Exercise material -
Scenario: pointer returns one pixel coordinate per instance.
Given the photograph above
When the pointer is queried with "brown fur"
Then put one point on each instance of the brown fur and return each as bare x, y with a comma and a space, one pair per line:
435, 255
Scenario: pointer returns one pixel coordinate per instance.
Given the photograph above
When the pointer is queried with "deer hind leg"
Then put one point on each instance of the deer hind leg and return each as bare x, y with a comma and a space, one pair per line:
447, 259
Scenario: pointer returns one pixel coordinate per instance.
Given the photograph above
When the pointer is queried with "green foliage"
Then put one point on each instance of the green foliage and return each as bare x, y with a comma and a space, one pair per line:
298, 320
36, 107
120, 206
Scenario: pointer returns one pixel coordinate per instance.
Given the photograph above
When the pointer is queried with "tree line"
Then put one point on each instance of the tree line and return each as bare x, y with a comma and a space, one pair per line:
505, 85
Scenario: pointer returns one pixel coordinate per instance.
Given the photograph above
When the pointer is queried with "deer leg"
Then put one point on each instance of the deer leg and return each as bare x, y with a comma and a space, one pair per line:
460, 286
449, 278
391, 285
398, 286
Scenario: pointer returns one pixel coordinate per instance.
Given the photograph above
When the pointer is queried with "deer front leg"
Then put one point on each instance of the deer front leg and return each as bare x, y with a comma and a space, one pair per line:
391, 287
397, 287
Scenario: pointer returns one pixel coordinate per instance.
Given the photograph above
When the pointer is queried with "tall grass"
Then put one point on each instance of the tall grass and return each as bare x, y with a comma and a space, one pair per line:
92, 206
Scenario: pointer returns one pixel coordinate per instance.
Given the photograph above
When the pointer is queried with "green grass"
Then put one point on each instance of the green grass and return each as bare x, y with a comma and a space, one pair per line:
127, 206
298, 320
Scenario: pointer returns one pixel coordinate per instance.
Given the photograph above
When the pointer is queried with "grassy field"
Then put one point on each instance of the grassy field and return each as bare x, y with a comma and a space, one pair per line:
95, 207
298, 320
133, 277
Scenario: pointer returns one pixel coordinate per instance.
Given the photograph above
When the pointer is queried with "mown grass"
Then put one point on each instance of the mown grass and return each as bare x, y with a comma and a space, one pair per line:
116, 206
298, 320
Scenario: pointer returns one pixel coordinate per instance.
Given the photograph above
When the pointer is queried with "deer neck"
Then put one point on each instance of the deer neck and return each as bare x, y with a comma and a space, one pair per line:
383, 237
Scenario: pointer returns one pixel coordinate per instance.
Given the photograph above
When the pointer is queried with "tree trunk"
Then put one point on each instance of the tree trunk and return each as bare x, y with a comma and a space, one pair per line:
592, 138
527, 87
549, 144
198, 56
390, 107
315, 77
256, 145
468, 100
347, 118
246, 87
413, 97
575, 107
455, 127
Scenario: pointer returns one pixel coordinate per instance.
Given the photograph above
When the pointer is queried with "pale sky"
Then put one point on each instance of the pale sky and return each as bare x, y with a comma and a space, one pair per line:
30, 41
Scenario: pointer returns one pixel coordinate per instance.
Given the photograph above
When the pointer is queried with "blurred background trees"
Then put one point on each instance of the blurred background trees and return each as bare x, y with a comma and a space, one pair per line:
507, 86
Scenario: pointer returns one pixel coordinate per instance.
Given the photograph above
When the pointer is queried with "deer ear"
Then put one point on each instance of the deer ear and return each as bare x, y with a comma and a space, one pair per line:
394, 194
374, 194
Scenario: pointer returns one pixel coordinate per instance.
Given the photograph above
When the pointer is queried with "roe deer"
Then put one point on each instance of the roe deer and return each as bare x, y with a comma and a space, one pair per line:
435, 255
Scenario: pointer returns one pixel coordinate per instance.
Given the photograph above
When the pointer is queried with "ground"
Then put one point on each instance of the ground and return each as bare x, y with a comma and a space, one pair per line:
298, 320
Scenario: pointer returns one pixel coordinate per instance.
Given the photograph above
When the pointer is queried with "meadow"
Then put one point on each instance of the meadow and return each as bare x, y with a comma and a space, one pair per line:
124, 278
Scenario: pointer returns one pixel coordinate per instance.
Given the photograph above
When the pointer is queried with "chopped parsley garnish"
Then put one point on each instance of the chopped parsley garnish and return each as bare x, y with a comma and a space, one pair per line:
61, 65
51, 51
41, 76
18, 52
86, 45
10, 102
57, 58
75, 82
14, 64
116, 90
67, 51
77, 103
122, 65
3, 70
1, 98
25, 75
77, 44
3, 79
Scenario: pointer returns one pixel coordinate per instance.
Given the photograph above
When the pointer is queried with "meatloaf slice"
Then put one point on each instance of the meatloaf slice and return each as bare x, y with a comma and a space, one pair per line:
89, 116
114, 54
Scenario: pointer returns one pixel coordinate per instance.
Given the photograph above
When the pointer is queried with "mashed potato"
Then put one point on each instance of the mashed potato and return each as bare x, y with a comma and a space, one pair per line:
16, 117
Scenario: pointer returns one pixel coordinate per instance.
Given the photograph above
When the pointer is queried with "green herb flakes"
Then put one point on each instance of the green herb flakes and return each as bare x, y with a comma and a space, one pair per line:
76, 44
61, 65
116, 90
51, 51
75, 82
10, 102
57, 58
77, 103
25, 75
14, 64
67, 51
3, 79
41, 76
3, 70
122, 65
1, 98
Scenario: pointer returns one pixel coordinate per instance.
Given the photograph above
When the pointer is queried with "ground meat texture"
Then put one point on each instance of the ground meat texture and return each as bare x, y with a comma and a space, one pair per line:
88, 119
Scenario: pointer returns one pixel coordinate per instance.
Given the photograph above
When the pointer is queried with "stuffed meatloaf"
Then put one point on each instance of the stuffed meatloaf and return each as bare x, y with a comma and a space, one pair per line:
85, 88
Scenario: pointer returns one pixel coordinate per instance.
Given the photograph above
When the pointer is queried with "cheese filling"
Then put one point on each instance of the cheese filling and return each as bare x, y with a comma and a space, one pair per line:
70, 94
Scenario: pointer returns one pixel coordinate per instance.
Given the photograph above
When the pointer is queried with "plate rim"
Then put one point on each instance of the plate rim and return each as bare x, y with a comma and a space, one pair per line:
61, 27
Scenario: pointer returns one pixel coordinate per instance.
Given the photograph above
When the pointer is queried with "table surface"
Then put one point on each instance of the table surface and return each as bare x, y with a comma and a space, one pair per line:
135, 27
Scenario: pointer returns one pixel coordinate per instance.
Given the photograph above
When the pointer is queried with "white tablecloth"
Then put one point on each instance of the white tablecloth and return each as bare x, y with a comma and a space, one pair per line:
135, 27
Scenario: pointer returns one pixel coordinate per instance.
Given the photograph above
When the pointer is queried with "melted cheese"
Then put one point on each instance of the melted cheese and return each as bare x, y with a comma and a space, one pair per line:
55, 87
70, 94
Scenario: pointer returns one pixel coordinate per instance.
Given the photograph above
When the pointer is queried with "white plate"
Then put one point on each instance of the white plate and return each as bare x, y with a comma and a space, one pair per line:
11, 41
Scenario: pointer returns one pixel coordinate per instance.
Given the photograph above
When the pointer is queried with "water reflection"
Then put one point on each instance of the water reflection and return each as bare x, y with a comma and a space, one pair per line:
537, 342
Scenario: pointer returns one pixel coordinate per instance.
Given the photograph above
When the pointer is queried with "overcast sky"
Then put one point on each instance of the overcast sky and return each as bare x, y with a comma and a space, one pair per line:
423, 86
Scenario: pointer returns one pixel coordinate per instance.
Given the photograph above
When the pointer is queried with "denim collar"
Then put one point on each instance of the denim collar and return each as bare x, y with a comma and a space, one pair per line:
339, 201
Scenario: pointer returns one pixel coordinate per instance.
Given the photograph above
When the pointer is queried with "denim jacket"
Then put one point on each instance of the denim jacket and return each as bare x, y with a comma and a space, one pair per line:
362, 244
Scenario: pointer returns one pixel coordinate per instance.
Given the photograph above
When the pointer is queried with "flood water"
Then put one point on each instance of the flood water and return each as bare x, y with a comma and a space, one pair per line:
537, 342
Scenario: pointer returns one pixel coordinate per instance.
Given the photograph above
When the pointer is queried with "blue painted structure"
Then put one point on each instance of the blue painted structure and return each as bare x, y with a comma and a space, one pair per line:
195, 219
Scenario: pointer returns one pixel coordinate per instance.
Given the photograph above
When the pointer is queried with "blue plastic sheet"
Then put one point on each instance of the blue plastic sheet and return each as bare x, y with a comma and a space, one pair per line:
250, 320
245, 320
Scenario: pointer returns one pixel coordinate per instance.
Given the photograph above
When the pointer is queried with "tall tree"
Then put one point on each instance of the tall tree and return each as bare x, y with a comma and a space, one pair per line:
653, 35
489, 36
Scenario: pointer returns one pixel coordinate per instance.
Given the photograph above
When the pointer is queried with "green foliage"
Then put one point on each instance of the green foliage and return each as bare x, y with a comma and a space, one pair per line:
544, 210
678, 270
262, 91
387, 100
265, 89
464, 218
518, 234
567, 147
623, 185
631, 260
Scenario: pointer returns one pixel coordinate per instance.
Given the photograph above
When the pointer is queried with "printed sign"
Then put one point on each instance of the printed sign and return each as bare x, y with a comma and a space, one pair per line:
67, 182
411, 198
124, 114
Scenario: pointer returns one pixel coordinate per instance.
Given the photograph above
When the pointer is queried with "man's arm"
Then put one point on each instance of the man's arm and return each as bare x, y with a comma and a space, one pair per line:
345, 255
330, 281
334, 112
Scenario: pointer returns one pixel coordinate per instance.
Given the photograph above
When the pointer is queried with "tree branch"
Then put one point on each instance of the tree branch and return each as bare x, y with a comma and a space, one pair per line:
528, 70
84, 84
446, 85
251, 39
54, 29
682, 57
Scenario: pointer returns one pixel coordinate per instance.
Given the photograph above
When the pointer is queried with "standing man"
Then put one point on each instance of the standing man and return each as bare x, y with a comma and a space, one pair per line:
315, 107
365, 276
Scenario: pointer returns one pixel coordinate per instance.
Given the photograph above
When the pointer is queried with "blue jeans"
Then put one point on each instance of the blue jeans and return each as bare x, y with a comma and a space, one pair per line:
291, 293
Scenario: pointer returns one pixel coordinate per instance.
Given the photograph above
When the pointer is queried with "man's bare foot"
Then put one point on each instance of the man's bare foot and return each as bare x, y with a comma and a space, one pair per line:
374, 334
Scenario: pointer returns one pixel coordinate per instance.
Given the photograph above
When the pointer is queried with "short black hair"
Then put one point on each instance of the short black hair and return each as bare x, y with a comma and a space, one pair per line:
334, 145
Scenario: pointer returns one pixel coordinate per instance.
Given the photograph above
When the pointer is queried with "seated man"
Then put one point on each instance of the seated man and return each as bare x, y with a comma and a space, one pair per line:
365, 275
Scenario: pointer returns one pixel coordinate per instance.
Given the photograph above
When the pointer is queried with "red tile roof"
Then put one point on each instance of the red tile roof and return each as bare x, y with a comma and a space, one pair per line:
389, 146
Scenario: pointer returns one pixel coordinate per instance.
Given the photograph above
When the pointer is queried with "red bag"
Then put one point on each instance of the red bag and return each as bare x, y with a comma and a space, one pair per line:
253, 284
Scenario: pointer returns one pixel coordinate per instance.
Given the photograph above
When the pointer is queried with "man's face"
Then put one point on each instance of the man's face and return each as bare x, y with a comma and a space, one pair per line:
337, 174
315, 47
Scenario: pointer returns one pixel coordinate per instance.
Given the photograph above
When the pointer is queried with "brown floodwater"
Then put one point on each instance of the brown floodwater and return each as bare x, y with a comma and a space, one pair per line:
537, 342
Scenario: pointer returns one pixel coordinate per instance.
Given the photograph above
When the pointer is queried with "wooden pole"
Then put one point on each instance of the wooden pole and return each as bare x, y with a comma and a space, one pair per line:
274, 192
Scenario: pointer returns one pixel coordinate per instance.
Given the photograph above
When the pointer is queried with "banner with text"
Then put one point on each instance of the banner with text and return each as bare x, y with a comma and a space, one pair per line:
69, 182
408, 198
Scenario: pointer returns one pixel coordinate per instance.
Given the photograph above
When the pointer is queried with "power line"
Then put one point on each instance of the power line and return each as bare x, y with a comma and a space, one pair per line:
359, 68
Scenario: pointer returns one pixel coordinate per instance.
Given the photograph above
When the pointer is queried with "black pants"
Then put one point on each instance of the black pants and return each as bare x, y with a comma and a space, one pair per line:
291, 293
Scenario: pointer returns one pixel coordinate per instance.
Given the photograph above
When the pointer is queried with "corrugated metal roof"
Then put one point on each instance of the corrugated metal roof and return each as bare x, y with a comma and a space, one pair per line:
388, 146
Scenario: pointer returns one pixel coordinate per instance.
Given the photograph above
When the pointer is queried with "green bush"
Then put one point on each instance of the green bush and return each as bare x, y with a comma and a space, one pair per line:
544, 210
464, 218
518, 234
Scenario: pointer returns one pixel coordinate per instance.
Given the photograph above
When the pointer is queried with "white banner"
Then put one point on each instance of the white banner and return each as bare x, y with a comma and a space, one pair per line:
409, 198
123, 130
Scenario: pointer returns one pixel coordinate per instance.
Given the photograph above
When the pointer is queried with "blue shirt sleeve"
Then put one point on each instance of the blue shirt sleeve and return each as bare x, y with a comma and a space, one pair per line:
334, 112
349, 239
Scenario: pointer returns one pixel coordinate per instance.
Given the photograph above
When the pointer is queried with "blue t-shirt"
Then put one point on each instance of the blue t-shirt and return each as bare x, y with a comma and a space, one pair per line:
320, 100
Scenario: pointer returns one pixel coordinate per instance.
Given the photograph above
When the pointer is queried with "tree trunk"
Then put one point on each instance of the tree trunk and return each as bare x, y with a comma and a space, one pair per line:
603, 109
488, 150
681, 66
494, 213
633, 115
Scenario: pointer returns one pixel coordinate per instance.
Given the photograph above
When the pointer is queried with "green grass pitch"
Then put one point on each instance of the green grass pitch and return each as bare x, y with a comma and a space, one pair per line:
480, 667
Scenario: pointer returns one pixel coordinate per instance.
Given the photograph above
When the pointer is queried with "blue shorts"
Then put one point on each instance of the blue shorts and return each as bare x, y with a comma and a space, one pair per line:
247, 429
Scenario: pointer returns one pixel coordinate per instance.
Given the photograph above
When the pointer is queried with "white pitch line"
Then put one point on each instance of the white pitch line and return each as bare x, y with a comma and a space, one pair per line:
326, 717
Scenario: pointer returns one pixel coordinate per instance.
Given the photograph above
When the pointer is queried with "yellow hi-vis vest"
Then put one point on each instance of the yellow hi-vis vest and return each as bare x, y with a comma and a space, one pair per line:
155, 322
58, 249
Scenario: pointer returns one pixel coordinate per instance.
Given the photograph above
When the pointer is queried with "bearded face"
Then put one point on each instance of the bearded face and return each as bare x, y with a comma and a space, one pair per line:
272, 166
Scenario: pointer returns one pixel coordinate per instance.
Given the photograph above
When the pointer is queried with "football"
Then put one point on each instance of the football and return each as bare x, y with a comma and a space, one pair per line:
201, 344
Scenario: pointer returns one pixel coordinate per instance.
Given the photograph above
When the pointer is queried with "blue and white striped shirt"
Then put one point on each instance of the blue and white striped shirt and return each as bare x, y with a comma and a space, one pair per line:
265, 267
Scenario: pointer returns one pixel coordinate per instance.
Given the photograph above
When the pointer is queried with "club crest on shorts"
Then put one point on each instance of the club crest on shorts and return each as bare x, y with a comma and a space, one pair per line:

Exercise details -
Count, in the listing, each line that holds the string "crest", then give the count and nothing else.

Answer section -
2